● **Text extract**:
## Begin

Fort Worth’s First Baptist Church was founded in 1867 by Reverends W. W. Mitchell and Asa Fitzgerald. Fort Worth’s first Baptist church remained Fort Worth’s only Baptist church until September 1882.
That’s when, B. F. Riley writes in History of the Baptists of Texas, “Major [W. E.] Penn [an evangelist from Jefferson] held a remarkable meeting at Fort Worth, and before quitting the city was instrumental in constituting a new church, which was first named the Southside Church . . .”
“Remarkable” indeed. After that meeting a group of First Baptist Church members not only left the church to form a new church but also took First Baptist’s pastor with them!
That pastor was John Smith Gillespie. Gillespie was born in Pennsylvania in 1820. In 1848 he was licensed to preach in Kentucky. From 1853 to 1877 he pastored churches in Indiana and Ohio, during which time among the converts he baptized were his parents.
In 1878 Gillespie became pastor of First Baptist Church of Fort Worth, which at the time was located on Throckmorton Street.
As the year 1883 began, Gillespie and his breakaway congregation named their new church “South Side Baptist” with plans to build a home south of the Texas & Pacific reservation.
By one account the organizers of the new church broke away from First Baptist because they wanted to more aggressively proselytize local sinners.
And the new church put its tithe where its mouth was: It located its first home in Fort Worth’s Sin Central: Hell’s Half Acre. While saving money to build its permanent home, the congregation worshipped in rented space “opposite the drug store of E.M. Wells.” Wells owned a drugstore at 1600 Houston Street in the southern end of the Acre.
As this 1885 map shows, “opposite the drug store of E.M. Wells” places the church upstairs over the Barr & Lane grocery store at 1601 Houston. See that “Female Boarding” across West 15th Street? “Female boarding [house]” was a euphemism for “brothel.” In addition to a brothel, the new church’s neighbors included two saloons (“Sal.” on map). (Also note “Chinese laundry” and “colored lodge.” Fort Worth’s small Asia-American community was confined to the Acre. The African-American community was confined to the Acre and the eastern edge of town.) The church and brothel were located at the southwest corner of today’s Water Gardens.
But early in 1885 the congregation bought a lot on Broadway Avenue at St. Louis Avenue. The congregation continued to pass the plate for the building fund and by April 1886 had built its new home. Finally South Side Baptist Church was on the South Side!
This photo of the new church building was taken by David Swartz. (Photo from University of Texas at Arlington Star-Telegram Collection.)
The year 1890 brought two changes to the church. The church changed its name to “Broadway Baptist Church.” And Reverend Anderson E. Baten, prominent in Texas Baptistry, took the pulpit from John Smith Gillespie.
In 1893 Baten surely fulfilled the expectations of that breakaway congregation of 1882. One night Baten disguised himself and went on a vice tour. Guided by a missionary of the Union Bethel Mission, which was located in the Acre, Baten toured the Acre: its saloons, its gambling houses, its variety theaters, its brothels. Baten saw the Acre, the Gazette wrote, “from the hut of the negro prostitute to that of the more debased white woman, and from these, the lowest, to the highest of the gilded palaces of sin.”

## End

● **Supplied material**:

## Begin

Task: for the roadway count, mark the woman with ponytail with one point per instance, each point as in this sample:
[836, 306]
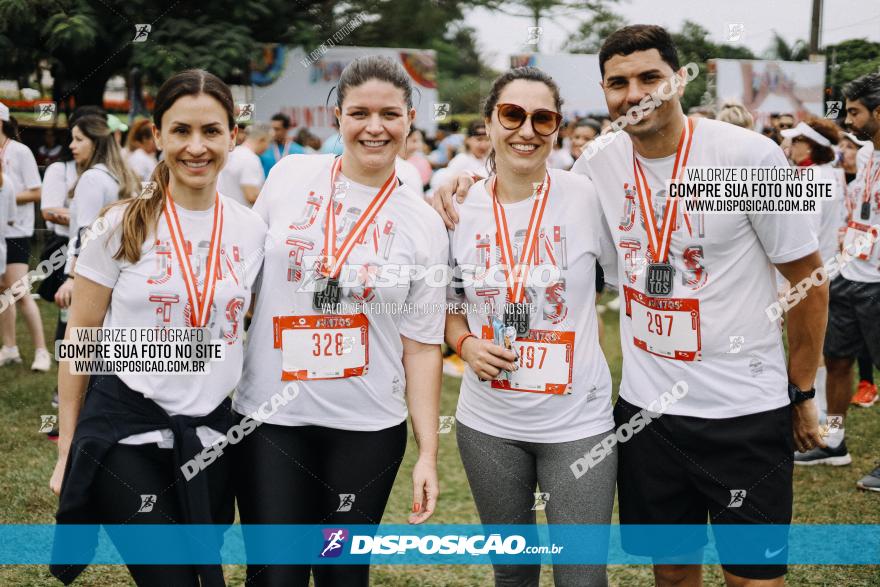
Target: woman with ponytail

## End

● **Task set**:
• a. Echo the Fort Worth church history between "By one account" and "of the Acre.", inclusive.
• b. According to the Fort Worth church history, why did the organizers of the new church break away from First Baptist? Answer in one to three sentences.
• c. In the Fort Worth church history, what year did South Side Baptist change its name to Broadway Baptist Church?

● **Expected results**:
• a.
By one account the organizers of the new church broke away from First Baptist because they wanted to more aggressively proselytize local sinners.
And the new church put its tithe where its mouth was: It located its first home in Fort Worth’s Sin Central: Hell’s Half Acre. While saving money to build its permanent home, the congregation worshipped in rented space “opposite the drug store of E.M. Wells.” Wells owned a drugstore at 1600 Houston Street in the southern end of the Acre.

• b. By one account, they broke away because they wanted to more aggressively proselytize local sinners. In keeping with that, the new church set up its first home in Hell's Half Acre.

• c. 1890